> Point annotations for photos
#####

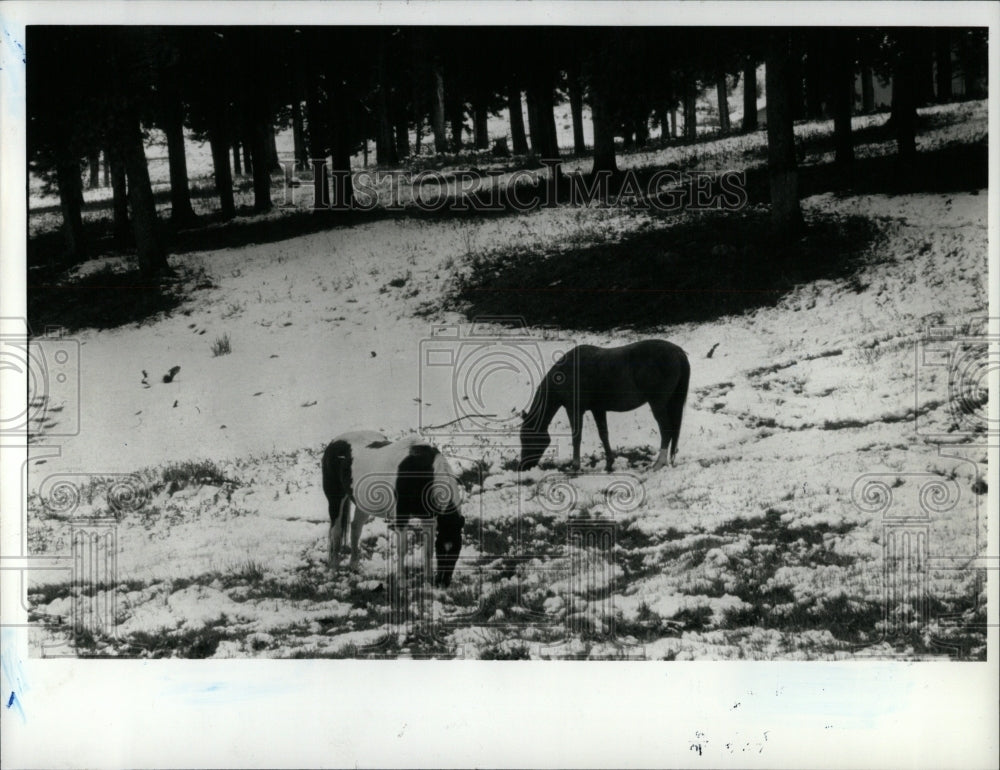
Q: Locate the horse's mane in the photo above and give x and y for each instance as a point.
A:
(534, 414)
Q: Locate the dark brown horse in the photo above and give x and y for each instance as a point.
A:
(602, 380)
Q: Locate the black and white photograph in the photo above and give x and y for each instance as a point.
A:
(555, 338)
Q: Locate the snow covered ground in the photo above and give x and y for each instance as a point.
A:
(766, 540)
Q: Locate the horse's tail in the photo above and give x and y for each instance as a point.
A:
(675, 406)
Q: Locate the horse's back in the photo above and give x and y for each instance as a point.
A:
(623, 378)
(390, 477)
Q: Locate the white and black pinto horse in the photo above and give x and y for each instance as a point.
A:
(602, 380)
(396, 481)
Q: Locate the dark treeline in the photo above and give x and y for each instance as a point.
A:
(94, 92)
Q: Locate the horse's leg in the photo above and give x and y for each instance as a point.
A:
(339, 514)
(661, 413)
(360, 517)
(601, 418)
(576, 426)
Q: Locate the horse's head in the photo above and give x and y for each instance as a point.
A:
(534, 442)
(447, 546)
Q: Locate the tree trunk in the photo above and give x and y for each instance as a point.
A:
(749, 95)
(534, 128)
(640, 127)
(517, 135)
(815, 76)
(540, 95)
(70, 201)
(298, 136)
(437, 109)
(172, 123)
(401, 130)
(261, 133)
(246, 143)
(479, 120)
(94, 161)
(549, 121)
(786, 216)
(456, 117)
(603, 120)
(904, 94)
(576, 108)
(796, 79)
(318, 132)
(341, 122)
(723, 99)
(385, 147)
(867, 90)
(418, 135)
(145, 225)
(690, 103)
(272, 150)
(218, 138)
(925, 66)
(119, 194)
(841, 57)
(942, 58)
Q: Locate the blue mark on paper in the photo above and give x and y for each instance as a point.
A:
(13, 678)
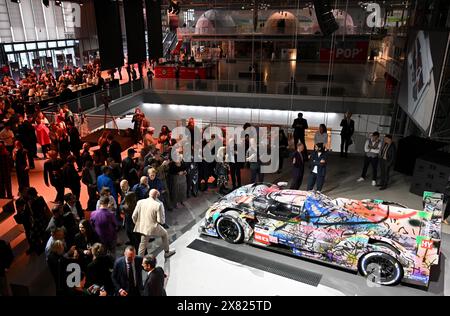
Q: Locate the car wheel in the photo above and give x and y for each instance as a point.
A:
(381, 268)
(230, 229)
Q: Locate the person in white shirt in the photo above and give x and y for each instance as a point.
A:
(148, 220)
(321, 136)
(372, 149)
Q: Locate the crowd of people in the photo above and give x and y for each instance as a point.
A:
(34, 87)
(134, 193)
(379, 154)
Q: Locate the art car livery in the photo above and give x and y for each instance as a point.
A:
(385, 241)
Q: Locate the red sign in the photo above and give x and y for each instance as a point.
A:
(427, 244)
(353, 52)
(185, 72)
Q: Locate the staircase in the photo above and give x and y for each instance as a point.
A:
(28, 274)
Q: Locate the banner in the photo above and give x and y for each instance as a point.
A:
(37, 65)
(69, 60)
(15, 71)
(60, 60)
(49, 64)
(347, 52)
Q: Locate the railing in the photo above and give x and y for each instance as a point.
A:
(362, 89)
(97, 99)
(94, 122)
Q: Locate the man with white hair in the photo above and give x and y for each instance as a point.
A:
(148, 217)
(141, 189)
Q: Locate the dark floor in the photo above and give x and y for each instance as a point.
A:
(32, 273)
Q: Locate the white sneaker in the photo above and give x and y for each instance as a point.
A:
(169, 254)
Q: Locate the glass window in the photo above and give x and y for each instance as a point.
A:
(24, 60)
(42, 45)
(31, 46)
(18, 47)
(11, 58)
(8, 48)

#####

> Given exercise
Return every line from the one holding "Q: Locate the red" through the end of the rows, inclusive, as a JSON list of strings with one string per line and blank lines left out.

> Written response
[
  "Q: Locate the red sign in the photo above and give x and y for each instance as a point.",
  "A:",
  "(427, 244)",
  "(353, 52)",
  "(185, 72)",
  "Q: Locate the staircase in the photo above and give x and y for each instance as a point.",
  "A:",
  "(28, 274)",
  "Q: Locate the banner in the photo above and give x and y for each instance as a point.",
  "A:",
  "(37, 65)",
  "(69, 60)",
  "(15, 71)",
  "(60, 60)",
  "(49, 64)",
  "(347, 52)",
  "Q: Locate the railing in the photo above and give x and y for each instance as a point.",
  "A:",
  "(362, 89)",
  "(97, 99)",
  "(94, 122)",
  "Q: Locate the man with white hair in the photo above and give x and y for each instance as a point.",
  "A:",
  "(148, 217)",
  "(141, 189)",
  "Q: Locate the dark floor in the photo above and give x and y for each instance as a point.",
  "A:",
  "(32, 273)",
  "Q: Locate the white sneaker in the photo above and give x and y for each instance as a point.",
  "A:",
  "(169, 254)",
  "Q: Locate the glass window in the photo above and give x and y for each instance as a point.",
  "A:",
  "(24, 60)",
  "(42, 45)",
  "(31, 46)",
  "(18, 47)",
  "(11, 58)",
  "(8, 48)"
]